• **STATED TASK**
Reproduce the records below character for character, from the line with "Coaching analytics dashboard: we need every billowing" up to and including the line with "[0,46,375,400]".

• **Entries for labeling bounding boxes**
═══

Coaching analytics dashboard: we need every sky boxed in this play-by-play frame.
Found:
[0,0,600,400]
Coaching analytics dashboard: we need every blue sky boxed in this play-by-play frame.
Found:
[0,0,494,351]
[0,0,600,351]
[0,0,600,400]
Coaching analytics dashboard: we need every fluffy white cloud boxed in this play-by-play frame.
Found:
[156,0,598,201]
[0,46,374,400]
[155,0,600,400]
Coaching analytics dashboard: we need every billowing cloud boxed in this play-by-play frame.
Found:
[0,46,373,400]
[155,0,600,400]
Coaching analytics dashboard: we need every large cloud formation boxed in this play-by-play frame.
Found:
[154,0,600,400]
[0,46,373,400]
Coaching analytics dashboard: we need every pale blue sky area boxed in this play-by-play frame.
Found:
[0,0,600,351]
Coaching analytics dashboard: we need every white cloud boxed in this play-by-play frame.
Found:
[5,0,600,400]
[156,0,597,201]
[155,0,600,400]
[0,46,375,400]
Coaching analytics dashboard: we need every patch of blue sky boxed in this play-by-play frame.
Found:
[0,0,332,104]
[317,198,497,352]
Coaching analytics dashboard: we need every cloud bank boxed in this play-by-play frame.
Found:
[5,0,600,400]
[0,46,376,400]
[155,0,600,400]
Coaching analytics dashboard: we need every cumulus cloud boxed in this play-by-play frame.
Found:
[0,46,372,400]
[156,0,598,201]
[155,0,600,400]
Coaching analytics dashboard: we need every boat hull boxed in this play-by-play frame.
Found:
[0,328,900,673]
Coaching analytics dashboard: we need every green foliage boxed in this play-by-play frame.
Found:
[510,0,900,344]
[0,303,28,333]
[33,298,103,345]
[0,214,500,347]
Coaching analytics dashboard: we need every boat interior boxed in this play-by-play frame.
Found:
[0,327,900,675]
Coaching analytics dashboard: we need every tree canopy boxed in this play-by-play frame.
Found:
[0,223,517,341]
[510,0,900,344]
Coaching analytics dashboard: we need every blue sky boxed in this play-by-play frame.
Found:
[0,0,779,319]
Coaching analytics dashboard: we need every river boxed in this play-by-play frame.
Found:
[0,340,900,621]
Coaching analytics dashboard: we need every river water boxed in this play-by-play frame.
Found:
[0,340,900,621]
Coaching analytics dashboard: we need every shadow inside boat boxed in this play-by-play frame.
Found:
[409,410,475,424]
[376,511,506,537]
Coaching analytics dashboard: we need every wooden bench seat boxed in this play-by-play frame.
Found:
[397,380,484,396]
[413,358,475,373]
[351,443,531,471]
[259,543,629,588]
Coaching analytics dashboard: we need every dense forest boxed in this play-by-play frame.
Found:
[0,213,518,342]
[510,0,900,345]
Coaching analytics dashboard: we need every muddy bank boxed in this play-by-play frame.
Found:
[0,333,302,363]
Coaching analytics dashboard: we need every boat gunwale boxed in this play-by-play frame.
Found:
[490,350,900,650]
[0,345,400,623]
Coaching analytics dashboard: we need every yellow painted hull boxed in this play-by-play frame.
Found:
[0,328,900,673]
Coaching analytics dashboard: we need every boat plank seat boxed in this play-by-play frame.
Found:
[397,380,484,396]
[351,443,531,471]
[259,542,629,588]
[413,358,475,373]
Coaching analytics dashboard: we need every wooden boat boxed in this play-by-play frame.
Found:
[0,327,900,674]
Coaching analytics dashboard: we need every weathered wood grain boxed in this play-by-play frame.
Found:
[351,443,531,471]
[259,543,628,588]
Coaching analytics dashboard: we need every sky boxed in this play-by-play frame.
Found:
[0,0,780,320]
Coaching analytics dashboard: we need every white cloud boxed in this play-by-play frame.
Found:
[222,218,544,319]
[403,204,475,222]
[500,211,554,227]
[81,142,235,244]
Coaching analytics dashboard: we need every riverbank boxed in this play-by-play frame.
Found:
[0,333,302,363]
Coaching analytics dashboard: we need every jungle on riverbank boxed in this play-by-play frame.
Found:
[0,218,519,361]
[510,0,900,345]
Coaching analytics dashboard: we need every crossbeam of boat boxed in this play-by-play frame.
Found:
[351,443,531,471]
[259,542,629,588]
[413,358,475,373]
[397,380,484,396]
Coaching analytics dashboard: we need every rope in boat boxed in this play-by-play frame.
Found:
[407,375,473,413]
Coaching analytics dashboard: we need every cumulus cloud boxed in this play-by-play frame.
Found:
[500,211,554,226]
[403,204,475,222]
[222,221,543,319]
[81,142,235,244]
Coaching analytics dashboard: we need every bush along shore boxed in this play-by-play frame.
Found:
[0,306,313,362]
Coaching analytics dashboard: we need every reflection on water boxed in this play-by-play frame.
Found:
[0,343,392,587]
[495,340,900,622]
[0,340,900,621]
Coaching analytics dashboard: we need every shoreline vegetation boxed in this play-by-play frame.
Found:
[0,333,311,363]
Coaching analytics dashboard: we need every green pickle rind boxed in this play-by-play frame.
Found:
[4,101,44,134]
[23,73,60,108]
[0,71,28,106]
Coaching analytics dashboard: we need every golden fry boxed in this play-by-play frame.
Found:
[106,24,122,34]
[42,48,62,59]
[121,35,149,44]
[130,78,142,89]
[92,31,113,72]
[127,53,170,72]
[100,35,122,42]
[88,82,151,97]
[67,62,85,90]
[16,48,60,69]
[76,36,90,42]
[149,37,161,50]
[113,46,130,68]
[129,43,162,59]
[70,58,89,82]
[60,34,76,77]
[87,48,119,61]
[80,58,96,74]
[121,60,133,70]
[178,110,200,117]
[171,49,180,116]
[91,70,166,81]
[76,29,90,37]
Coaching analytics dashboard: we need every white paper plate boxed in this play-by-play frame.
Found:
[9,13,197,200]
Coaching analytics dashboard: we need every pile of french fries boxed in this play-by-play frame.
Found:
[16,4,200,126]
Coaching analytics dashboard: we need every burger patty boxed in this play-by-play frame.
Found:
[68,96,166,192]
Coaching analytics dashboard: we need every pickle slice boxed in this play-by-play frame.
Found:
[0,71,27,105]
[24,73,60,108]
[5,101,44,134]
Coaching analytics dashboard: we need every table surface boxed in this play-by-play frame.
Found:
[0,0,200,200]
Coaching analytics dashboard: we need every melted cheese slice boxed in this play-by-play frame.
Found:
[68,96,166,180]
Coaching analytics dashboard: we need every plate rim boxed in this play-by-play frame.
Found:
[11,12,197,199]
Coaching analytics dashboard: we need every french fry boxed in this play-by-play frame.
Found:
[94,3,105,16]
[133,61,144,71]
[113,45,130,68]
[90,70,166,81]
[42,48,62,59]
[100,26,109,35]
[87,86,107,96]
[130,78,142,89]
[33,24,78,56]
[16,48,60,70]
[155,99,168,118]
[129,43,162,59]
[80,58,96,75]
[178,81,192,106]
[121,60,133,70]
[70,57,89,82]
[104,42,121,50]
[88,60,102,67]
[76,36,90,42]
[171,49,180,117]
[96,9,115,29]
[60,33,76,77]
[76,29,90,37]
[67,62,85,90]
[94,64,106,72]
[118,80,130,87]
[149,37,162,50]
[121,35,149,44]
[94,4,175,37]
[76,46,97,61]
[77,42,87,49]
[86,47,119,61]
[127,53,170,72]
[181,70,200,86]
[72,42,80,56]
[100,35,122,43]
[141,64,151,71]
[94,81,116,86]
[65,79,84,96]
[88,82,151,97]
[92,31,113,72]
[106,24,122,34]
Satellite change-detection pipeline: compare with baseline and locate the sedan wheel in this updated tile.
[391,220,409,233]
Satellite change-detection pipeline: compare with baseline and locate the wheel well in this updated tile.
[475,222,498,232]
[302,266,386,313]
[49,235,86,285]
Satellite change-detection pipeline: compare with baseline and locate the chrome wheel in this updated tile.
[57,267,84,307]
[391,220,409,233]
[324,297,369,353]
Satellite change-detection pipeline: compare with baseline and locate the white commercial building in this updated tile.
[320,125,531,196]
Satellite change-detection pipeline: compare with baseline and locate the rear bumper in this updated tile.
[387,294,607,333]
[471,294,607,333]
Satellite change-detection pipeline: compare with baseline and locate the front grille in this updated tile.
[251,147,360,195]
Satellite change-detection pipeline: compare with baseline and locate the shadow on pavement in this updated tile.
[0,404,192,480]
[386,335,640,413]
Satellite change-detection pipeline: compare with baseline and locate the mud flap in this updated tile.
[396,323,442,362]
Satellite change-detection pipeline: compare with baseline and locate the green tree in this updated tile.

═══

• **TASK ANSWER**
Coaching analytics dashboard: we need every billowing cloud boxed in this play-by-play frame.
Found:
[0,46,373,400]
[155,0,600,400]
Coaching analytics dashboard: we need every large cloud formation boxed in this play-by-play frame.
Found:
[154,0,600,400]
[0,46,373,400]
Coaching analytics dashboard: we need every pale blue sky area boxed in this play-by-play frame.
Found:
[0,0,600,351]
Coaching analytics dashboard: we need every white cloud boxed in this play-by-play frame.
Found:
[5,0,600,400]
[156,0,597,201]
[155,0,600,400]
[0,46,375,400]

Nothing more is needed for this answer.